[Shape labeling records]
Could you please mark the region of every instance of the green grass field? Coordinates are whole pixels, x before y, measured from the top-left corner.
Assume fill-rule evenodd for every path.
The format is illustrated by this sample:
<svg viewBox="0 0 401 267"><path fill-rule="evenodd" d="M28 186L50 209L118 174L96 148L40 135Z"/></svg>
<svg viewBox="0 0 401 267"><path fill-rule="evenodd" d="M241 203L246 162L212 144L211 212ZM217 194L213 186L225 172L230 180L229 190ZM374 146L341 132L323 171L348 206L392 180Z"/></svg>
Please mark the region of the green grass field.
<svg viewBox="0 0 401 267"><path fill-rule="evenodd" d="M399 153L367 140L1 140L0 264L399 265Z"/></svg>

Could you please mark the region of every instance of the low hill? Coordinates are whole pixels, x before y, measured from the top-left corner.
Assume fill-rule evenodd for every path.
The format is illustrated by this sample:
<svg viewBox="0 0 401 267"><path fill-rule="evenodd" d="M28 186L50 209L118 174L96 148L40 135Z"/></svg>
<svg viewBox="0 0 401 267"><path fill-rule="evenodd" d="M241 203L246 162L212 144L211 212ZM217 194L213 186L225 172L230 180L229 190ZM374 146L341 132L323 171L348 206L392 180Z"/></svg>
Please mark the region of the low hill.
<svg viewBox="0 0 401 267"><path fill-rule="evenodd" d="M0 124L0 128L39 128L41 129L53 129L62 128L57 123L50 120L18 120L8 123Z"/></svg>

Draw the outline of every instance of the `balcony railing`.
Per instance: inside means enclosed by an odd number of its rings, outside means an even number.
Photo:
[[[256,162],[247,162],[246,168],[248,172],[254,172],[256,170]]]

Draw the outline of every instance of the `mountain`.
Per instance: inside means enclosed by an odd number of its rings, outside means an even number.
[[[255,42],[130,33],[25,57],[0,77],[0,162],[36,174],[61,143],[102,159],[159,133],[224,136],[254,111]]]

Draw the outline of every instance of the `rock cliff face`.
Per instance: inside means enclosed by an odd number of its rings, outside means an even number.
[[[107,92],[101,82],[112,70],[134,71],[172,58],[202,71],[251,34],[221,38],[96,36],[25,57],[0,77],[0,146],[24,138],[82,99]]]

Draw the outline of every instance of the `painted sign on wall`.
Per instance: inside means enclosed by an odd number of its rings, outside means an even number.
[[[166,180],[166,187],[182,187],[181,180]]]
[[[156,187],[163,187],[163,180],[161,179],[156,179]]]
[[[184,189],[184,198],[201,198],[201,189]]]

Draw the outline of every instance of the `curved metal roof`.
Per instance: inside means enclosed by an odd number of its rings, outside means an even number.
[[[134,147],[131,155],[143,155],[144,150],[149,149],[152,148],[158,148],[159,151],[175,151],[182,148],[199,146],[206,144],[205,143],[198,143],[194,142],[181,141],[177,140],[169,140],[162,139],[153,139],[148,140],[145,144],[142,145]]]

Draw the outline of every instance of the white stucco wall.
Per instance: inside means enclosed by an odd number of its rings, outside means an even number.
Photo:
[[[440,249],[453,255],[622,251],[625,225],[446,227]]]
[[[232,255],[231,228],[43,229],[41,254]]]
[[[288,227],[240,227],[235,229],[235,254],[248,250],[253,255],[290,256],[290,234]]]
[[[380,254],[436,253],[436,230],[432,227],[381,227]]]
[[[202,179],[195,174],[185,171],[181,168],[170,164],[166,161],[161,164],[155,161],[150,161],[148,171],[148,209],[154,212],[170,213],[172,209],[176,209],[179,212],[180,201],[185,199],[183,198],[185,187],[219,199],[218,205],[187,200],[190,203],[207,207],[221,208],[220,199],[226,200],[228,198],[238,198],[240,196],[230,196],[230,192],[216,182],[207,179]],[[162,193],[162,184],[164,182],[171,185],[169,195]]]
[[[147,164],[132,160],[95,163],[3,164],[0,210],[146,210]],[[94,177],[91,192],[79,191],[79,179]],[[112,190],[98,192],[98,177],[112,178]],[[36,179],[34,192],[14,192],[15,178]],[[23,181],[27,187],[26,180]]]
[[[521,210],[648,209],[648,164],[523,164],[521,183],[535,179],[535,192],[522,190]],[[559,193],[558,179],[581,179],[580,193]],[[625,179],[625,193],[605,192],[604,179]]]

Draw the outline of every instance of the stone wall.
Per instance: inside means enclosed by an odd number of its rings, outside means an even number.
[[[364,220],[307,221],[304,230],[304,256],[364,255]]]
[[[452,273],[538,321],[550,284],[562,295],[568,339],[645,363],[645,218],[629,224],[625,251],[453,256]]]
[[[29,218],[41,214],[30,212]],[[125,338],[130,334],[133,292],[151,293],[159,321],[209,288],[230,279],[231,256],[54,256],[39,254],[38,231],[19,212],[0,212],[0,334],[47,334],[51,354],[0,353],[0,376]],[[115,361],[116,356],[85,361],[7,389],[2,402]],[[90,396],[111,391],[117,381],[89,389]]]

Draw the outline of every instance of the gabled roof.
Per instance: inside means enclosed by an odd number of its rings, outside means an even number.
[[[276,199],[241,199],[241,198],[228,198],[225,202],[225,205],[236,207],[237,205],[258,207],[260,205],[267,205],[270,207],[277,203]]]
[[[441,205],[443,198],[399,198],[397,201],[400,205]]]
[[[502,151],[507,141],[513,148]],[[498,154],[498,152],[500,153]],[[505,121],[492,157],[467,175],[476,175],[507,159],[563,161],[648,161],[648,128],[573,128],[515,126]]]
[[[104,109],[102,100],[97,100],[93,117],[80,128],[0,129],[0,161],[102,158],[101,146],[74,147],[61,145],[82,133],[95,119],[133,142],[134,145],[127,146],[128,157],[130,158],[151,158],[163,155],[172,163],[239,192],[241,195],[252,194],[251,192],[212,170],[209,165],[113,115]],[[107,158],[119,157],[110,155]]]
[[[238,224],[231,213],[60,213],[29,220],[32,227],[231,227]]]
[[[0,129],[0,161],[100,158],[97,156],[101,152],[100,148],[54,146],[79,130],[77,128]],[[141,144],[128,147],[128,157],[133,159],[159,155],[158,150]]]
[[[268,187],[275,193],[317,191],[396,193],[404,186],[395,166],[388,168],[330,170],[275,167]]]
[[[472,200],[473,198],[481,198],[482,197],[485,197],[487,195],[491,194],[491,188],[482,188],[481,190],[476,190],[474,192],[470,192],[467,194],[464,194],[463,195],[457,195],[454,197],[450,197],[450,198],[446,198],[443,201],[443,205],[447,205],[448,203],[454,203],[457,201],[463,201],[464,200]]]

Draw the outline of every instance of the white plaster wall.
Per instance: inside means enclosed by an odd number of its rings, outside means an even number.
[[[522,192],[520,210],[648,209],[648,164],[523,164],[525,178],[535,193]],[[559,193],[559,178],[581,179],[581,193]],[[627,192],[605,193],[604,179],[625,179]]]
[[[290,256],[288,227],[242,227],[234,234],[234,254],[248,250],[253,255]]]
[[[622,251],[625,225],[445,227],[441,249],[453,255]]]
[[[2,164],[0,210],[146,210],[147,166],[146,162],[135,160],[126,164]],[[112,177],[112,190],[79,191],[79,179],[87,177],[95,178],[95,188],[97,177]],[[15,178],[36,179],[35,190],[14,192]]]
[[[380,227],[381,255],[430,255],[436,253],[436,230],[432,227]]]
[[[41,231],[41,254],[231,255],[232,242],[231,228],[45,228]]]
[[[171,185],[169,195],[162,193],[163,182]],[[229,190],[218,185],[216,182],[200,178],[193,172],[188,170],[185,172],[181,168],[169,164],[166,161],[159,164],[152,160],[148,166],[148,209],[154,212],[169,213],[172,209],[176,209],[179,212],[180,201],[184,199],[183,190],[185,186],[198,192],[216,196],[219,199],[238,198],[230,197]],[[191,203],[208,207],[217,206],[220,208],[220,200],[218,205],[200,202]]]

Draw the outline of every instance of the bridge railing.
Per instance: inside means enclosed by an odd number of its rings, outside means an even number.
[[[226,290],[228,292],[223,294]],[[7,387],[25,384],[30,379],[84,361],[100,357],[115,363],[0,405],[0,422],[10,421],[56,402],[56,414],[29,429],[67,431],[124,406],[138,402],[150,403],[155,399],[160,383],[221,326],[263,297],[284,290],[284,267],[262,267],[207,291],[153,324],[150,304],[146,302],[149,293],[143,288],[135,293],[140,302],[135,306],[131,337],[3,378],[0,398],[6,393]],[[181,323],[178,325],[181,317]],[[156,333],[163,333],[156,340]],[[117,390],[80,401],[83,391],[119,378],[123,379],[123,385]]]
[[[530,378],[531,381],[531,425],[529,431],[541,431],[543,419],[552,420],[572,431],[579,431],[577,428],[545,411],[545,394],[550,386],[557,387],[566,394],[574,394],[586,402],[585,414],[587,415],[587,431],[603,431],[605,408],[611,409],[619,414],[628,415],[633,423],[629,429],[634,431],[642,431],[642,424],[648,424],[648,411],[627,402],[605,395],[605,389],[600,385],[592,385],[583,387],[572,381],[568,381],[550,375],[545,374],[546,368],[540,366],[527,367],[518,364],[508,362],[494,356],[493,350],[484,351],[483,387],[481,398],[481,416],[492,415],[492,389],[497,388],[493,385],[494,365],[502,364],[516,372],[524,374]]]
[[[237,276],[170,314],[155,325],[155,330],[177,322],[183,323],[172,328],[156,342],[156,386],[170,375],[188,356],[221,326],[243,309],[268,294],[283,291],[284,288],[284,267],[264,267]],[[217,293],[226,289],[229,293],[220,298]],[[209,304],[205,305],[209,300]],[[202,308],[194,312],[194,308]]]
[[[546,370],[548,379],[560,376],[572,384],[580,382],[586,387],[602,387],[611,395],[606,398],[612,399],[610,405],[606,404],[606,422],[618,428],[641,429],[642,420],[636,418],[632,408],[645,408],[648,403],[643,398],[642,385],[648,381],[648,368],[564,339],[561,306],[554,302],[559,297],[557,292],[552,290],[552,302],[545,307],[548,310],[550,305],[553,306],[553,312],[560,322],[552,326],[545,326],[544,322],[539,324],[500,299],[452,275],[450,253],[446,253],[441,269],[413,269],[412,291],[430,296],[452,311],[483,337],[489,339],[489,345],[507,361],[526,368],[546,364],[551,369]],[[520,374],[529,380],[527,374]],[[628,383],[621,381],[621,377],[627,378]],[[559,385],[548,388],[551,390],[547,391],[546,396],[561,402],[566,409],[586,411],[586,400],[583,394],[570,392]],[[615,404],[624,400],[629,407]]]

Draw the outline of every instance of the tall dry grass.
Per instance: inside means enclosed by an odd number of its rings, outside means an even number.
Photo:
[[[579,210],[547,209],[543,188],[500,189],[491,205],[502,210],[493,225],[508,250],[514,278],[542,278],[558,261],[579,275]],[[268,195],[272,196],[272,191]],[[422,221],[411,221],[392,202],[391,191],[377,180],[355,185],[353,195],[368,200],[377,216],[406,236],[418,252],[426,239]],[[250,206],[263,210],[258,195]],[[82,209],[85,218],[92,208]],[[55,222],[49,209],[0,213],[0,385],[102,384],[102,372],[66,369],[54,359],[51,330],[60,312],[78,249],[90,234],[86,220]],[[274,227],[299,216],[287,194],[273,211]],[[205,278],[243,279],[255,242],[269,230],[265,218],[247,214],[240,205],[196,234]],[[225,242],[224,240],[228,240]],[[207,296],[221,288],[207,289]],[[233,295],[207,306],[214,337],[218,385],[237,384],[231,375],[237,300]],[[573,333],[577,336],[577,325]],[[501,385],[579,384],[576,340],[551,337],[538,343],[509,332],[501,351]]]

### [Required work]
Edit the entries from the beginning through the line containing "153L367 140L1 140L0", inclusive, swapping "green grass field" for "open meadow" and leaving all else unchanged.

### [Full response]
Could you please mark the region of every instance of the open meadow? Coordinates are whole pixels, x before y, measured from the top-left corner.
Assume fill-rule evenodd for every path.
The format is illustrated by this sample:
<svg viewBox="0 0 401 267"><path fill-rule="evenodd" d="M28 186L50 209L118 174L96 148L40 135Z"/></svg>
<svg viewBox="0 0 401 267"><path fill-rule="evenodd" d="M241 203L246 162L212 144L211 212ZM217 194L213 186L225 172L230 180L229 190ZM374 146L341 132L323 171L348 206L392 180Z"/></svg>
Please mark the region of the open meadow.
<svg viewBox="0 0 401 267"><path fill-rule="evenodd" d="M399 153L367 140L1 140L0 264L399 265Z"/></svg>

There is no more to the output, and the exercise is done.